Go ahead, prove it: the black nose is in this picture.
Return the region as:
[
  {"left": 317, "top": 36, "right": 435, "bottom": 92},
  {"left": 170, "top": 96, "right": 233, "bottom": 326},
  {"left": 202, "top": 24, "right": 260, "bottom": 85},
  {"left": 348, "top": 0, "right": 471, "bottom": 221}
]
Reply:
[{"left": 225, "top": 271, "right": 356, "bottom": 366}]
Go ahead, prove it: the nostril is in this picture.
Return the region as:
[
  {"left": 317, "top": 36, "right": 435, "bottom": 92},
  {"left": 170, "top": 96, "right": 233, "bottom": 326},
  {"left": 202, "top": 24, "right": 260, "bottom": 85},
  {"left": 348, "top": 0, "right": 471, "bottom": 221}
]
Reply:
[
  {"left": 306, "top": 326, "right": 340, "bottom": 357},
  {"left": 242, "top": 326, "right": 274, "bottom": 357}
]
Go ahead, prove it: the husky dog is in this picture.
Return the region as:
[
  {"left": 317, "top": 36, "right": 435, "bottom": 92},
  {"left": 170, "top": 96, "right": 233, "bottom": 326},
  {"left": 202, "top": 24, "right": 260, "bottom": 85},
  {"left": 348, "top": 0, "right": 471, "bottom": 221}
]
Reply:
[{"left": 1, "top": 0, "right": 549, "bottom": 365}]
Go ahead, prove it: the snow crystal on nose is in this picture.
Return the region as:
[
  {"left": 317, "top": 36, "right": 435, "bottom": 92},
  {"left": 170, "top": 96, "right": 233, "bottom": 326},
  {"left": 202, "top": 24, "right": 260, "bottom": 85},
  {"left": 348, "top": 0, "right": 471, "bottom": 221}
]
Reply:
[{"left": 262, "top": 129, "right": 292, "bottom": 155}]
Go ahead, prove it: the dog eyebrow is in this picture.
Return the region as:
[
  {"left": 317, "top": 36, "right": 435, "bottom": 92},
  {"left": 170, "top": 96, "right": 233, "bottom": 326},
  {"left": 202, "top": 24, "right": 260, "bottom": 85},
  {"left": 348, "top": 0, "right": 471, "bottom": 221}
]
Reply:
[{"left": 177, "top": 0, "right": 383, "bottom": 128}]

* [WHAT THE TASK REQUIRES]:
When a line in the material includes the word "prove", copy it out.

* [SOLUTION TO THE PROBLEM]:
Go ahead, prove it: the black nose is in this picture.
Go ahead, prove it: the nostril is in this picture.
Go ahead, prove it: the husky dog is in this picture.
Go ahead, prove it: the snow crystal on nose is in this picture.
Go ahead, prove it: the dog eyebrow is in this picture.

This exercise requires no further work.